**DATASET EXCERPTS:**
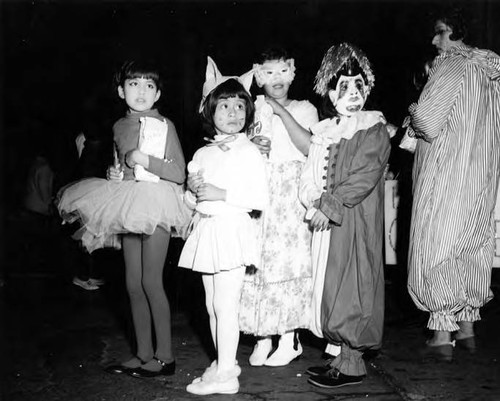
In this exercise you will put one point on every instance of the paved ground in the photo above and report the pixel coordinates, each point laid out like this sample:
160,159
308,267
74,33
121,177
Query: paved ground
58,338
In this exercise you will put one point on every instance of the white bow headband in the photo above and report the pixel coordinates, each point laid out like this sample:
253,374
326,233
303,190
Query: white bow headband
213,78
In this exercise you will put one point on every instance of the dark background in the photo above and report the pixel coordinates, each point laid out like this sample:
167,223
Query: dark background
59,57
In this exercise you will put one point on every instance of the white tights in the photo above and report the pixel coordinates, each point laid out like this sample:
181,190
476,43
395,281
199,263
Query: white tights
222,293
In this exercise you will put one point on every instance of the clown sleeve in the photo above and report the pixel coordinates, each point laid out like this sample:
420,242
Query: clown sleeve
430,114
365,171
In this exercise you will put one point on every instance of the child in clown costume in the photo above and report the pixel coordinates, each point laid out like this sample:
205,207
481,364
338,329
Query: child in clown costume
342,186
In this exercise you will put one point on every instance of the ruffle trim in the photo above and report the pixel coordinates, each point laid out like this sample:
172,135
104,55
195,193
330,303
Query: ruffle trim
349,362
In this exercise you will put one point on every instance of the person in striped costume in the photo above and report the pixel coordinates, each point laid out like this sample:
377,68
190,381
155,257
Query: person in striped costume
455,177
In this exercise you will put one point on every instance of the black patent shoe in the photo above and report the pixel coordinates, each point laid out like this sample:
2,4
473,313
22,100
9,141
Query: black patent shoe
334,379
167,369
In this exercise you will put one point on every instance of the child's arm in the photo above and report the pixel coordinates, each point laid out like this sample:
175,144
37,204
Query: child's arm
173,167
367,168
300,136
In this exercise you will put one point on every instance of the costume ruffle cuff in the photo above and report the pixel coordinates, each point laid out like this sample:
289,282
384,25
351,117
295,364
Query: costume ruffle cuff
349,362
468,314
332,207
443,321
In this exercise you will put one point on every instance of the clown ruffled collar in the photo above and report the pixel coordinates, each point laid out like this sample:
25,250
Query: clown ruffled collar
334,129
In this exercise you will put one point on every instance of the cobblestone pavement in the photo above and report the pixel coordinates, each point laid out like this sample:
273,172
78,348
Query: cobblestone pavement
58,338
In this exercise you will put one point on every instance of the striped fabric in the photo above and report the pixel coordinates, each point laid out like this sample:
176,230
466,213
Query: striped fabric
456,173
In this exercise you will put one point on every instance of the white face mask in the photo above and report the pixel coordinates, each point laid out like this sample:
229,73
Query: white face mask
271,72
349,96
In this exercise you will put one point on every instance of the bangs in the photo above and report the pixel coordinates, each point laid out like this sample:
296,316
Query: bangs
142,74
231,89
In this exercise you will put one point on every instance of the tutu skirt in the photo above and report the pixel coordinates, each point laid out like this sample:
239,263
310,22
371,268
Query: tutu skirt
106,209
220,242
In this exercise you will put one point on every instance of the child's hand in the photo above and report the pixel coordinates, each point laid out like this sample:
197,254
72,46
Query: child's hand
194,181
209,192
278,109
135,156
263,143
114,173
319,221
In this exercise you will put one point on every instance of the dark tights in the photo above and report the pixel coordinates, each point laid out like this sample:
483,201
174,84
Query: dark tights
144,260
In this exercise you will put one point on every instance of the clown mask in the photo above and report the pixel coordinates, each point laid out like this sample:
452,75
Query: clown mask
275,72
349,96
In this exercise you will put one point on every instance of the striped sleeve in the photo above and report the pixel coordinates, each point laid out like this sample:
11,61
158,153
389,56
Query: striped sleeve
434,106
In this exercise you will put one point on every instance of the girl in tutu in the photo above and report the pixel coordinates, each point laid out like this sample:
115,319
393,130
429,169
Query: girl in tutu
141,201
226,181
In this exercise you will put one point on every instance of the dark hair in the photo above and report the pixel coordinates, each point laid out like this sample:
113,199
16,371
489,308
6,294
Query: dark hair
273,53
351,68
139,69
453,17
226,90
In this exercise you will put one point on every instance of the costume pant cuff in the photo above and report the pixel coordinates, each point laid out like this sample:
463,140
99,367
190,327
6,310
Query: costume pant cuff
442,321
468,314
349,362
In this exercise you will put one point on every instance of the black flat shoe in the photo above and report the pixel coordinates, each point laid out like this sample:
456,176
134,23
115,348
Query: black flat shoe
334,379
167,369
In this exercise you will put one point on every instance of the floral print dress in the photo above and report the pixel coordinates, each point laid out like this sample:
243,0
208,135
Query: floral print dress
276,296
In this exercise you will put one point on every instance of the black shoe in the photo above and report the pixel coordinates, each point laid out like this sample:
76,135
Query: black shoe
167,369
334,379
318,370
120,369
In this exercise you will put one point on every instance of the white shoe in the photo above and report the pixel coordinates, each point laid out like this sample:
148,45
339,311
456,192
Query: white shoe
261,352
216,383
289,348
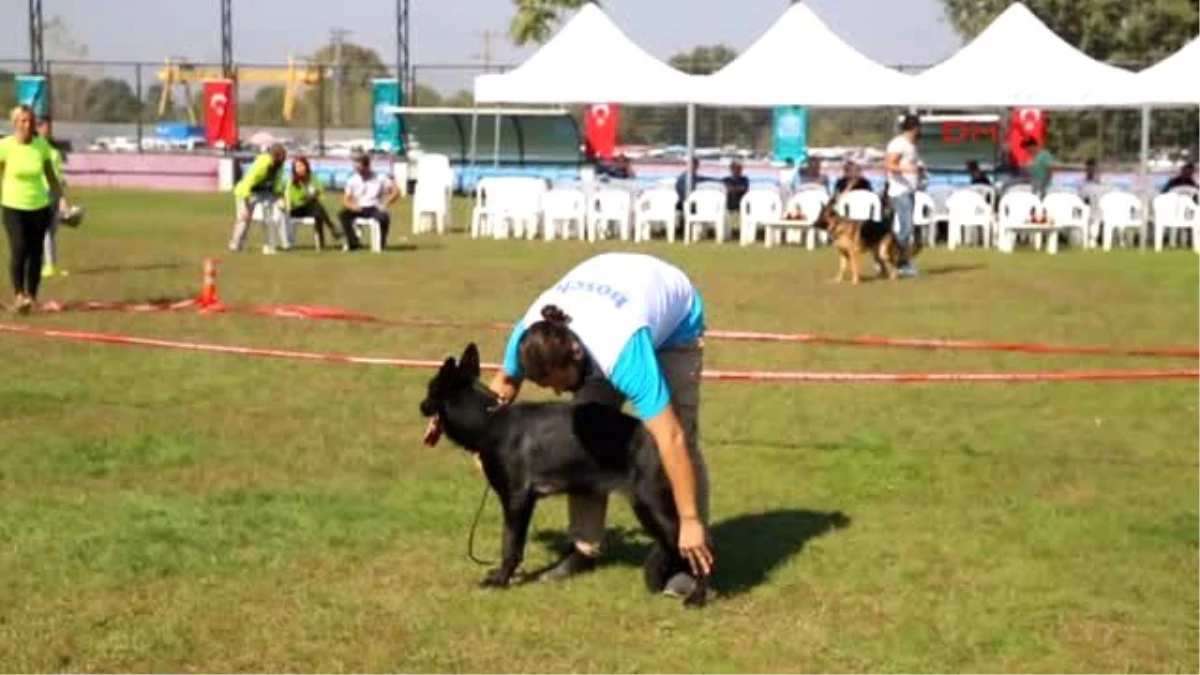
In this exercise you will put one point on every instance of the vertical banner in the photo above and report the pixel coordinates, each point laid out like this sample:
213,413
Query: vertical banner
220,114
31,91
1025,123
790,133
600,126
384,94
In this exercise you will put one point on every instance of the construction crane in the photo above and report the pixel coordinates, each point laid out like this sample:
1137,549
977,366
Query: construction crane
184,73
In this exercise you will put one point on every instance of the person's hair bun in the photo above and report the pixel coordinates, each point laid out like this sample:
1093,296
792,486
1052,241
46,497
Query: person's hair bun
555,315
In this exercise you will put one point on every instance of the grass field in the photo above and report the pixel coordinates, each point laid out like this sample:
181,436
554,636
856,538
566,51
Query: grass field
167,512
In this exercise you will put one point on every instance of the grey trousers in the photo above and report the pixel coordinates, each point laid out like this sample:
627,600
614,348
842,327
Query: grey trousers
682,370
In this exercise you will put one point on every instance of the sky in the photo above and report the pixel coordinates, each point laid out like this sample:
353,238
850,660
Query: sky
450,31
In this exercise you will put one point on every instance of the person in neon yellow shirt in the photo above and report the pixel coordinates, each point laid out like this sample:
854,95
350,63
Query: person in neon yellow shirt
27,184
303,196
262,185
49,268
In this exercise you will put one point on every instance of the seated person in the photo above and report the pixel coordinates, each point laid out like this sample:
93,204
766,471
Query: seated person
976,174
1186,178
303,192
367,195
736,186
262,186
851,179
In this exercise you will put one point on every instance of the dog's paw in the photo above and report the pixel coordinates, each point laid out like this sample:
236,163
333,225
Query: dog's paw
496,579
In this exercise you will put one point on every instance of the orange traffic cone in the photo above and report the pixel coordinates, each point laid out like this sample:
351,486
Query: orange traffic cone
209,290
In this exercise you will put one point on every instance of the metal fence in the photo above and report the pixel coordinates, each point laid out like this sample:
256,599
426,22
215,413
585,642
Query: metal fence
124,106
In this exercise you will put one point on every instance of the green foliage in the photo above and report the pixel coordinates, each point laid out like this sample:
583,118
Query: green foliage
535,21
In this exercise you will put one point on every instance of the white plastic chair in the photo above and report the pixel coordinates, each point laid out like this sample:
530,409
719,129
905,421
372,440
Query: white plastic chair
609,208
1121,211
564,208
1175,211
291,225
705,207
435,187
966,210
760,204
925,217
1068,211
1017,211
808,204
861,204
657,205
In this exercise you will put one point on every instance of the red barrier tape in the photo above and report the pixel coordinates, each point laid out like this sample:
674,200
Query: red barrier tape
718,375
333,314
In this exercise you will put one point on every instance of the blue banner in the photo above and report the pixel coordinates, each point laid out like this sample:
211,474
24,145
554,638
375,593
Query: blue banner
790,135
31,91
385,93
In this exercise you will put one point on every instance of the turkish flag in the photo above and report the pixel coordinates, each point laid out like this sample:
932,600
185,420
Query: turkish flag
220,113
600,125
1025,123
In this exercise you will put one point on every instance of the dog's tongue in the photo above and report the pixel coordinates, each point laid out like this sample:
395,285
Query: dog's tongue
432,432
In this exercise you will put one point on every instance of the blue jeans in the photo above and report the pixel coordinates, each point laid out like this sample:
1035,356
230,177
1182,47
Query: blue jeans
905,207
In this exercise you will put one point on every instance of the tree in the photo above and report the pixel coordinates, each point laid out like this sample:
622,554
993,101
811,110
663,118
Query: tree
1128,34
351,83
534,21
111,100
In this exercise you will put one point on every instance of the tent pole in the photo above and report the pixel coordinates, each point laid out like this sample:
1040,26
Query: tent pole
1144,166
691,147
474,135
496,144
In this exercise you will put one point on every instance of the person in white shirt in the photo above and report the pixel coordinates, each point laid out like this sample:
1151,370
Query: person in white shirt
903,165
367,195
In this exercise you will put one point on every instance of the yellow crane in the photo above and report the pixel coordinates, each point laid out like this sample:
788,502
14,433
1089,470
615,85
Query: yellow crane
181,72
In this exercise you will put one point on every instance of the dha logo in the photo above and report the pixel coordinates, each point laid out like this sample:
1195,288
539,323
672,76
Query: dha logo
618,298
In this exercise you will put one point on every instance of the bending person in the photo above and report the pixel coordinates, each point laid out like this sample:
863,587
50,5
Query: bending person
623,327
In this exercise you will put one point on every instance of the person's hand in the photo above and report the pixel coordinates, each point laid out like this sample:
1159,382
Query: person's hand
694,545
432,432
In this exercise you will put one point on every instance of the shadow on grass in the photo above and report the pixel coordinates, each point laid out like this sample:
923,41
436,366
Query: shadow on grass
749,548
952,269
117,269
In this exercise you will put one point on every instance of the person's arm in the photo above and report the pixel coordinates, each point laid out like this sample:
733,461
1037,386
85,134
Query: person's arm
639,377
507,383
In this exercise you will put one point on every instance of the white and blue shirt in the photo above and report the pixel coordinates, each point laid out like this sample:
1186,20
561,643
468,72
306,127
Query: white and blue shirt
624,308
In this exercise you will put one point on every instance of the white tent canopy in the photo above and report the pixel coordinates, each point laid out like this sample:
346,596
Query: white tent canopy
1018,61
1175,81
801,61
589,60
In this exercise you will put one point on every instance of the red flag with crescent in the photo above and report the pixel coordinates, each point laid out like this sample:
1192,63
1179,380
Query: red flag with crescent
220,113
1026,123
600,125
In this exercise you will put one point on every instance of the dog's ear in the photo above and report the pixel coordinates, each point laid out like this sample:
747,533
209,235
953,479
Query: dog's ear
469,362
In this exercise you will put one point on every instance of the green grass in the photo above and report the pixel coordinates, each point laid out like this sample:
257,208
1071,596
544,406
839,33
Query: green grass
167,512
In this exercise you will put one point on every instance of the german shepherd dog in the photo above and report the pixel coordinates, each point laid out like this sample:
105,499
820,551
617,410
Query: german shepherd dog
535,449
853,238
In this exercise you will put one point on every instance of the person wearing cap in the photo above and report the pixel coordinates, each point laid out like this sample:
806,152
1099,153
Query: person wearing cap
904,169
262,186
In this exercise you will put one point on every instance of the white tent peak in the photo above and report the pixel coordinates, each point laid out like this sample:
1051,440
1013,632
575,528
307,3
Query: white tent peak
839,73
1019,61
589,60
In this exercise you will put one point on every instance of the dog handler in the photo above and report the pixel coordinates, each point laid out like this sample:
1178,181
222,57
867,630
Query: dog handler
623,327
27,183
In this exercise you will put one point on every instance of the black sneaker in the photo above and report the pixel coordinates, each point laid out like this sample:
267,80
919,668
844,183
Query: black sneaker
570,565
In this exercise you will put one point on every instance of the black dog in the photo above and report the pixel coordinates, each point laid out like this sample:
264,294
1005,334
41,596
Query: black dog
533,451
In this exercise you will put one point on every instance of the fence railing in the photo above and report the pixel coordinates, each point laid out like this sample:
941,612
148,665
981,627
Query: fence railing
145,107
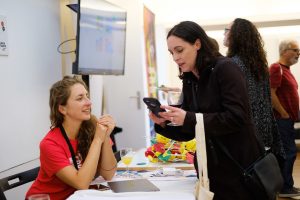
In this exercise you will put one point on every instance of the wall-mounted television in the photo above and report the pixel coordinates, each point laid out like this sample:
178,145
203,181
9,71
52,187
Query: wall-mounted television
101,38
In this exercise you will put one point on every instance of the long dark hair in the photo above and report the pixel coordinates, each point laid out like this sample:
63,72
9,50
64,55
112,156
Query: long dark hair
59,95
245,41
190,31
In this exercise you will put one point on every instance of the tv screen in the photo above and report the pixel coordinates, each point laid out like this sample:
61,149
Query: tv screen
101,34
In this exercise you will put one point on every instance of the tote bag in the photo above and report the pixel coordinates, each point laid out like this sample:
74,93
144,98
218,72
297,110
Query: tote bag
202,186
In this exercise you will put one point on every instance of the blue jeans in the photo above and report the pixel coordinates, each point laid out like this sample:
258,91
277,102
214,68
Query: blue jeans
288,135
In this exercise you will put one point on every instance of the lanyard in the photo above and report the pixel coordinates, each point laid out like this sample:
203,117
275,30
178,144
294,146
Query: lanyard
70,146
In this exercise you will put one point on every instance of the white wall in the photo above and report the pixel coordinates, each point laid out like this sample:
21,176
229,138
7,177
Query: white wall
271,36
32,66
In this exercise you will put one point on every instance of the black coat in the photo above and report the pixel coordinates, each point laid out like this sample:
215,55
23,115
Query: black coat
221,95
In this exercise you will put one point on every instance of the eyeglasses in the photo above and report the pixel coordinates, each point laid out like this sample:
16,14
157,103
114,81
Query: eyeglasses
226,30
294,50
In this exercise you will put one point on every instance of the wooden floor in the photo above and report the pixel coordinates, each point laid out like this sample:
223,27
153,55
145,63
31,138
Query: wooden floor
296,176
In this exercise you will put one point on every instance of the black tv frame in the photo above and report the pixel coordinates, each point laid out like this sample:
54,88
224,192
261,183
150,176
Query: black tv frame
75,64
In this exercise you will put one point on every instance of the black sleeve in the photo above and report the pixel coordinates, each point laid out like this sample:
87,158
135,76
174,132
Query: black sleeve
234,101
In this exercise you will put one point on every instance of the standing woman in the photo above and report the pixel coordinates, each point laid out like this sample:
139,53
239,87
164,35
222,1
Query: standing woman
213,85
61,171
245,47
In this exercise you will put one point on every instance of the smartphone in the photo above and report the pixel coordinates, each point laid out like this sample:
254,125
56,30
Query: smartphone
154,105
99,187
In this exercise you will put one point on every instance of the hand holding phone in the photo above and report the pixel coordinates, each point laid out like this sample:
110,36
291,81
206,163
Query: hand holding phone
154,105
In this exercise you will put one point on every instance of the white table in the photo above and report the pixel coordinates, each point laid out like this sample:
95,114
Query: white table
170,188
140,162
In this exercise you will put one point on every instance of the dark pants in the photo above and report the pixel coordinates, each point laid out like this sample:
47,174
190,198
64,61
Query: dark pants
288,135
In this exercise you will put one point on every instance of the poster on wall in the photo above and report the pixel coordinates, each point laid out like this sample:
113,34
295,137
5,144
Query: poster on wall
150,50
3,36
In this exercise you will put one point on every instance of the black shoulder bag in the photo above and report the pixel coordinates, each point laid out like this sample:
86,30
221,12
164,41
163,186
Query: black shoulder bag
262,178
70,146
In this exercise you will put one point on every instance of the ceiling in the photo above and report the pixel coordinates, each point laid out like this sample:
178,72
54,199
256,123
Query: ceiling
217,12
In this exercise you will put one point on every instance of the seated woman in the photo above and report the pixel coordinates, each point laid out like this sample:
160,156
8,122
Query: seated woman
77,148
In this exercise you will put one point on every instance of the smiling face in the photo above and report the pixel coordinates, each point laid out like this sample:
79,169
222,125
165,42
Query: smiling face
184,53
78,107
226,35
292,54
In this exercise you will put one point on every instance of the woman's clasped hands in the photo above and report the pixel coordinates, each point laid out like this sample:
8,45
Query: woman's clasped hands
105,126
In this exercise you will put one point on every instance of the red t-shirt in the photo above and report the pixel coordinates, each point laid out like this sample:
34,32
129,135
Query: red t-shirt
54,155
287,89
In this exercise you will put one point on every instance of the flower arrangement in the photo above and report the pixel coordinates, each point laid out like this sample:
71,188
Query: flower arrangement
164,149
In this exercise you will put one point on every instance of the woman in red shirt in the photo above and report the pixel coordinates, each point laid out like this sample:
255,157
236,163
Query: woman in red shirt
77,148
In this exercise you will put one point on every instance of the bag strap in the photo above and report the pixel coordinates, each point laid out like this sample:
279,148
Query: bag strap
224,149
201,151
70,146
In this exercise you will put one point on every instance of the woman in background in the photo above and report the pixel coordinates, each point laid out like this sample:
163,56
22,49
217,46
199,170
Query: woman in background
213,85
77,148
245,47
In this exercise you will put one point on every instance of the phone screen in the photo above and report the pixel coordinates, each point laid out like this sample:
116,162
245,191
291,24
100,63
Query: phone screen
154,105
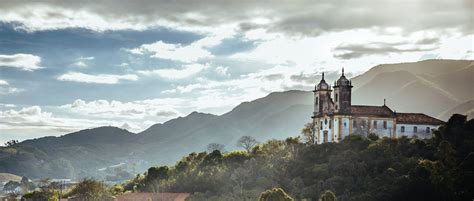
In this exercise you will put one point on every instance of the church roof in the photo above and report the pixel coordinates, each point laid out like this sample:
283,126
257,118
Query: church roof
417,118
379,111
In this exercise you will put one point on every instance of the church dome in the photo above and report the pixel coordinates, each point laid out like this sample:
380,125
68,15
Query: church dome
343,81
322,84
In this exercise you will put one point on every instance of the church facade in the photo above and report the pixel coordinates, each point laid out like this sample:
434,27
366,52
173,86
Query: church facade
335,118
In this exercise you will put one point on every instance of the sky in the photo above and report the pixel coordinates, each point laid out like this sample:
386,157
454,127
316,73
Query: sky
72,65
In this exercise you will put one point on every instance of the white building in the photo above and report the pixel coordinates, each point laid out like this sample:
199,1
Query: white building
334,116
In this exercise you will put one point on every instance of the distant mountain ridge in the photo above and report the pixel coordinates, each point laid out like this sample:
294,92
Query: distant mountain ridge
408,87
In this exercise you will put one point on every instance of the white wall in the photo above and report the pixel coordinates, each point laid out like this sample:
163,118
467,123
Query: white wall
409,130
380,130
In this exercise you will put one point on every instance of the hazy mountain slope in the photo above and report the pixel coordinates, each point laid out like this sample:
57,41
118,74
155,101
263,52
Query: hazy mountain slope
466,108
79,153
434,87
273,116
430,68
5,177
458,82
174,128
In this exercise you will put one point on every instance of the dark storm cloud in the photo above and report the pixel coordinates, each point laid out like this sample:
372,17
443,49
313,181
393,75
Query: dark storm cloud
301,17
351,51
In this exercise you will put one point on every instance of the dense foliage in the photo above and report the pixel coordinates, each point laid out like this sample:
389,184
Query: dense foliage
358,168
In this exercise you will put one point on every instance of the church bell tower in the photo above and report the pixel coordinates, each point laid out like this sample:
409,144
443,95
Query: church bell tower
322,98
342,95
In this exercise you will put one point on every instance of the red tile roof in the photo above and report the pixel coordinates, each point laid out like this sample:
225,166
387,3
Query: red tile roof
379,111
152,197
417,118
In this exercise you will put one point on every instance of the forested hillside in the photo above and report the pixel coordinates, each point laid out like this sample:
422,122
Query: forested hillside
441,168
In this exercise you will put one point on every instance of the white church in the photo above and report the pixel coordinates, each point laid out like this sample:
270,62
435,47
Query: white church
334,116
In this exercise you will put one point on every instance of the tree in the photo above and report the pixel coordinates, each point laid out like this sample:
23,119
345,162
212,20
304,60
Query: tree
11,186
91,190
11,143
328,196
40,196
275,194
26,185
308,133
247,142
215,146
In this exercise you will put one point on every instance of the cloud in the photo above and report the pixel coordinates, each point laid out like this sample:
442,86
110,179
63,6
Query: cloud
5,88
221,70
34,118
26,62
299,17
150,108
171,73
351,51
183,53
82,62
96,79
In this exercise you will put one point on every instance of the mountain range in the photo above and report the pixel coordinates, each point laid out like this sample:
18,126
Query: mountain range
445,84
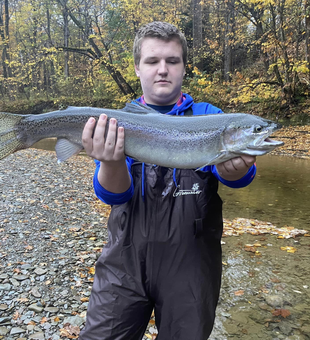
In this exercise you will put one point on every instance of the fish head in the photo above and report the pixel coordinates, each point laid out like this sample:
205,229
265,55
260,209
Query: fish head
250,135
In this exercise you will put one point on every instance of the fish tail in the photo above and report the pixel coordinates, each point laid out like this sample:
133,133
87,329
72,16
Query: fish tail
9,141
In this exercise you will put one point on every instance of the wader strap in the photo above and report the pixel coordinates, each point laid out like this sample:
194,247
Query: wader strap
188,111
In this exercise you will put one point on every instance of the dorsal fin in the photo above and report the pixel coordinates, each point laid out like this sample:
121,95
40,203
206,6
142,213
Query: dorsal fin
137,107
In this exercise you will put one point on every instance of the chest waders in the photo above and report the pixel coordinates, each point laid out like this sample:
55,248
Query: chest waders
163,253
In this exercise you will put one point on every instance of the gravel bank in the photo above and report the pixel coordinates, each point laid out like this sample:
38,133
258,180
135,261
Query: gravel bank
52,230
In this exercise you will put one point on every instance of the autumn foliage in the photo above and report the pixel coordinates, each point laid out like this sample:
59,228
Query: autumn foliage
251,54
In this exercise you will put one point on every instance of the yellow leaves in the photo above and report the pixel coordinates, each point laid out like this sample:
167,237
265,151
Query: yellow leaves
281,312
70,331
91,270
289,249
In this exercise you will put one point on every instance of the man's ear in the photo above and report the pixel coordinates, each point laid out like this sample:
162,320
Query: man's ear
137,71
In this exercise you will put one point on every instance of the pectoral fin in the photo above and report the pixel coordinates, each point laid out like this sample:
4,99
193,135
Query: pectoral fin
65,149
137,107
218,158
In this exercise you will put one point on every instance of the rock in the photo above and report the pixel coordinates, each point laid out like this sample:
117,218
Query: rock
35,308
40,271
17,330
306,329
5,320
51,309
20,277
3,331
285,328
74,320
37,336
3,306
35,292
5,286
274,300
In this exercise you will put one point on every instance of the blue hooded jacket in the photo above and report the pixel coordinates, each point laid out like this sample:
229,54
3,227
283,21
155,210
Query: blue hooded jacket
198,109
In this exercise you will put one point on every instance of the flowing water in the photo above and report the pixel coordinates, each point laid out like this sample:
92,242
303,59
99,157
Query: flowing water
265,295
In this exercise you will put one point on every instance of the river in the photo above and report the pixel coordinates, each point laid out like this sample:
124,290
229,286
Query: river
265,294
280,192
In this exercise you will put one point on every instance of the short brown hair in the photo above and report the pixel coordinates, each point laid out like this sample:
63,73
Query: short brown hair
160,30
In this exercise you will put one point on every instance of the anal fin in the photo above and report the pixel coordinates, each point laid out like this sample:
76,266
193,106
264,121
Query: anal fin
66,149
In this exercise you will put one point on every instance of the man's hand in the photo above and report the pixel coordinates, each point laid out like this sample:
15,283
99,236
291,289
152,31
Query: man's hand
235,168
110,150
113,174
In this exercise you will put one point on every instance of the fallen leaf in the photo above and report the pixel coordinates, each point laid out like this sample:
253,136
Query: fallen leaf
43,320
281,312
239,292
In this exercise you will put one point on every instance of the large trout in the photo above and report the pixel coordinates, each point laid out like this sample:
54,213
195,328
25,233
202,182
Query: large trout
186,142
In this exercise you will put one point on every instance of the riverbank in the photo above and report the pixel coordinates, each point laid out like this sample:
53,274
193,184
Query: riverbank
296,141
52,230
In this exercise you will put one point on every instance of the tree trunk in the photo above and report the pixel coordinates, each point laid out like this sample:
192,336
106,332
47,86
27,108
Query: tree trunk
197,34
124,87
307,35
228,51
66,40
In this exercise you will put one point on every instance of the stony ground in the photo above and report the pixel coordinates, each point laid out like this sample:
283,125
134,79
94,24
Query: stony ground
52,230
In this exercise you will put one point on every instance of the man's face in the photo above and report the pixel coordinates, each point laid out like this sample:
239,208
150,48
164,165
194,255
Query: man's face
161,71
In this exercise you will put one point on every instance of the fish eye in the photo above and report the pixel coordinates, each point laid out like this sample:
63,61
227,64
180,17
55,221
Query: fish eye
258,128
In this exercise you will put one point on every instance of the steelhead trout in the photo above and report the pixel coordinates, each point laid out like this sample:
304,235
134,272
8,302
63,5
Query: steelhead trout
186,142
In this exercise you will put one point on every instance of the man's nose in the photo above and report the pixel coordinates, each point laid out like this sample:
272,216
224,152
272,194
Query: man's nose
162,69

**REQUIREMENT:**
Starting with the first line of the material, print each line exactly until you have printed the line with "the white bow", and skip the pictures.

**COMPLETED TASK:**
In this exercise you will put one point on every instance of the paved ground in the photo above and report the pixel coordinates, each point laid out like this sample:
160,159
308,267
74,33
121,177
Query: paved ground
58,338
In this exercise you will put one point on every instance of the white bow headband in the photo above and report the pixel coordinates, each point laid out like this sample:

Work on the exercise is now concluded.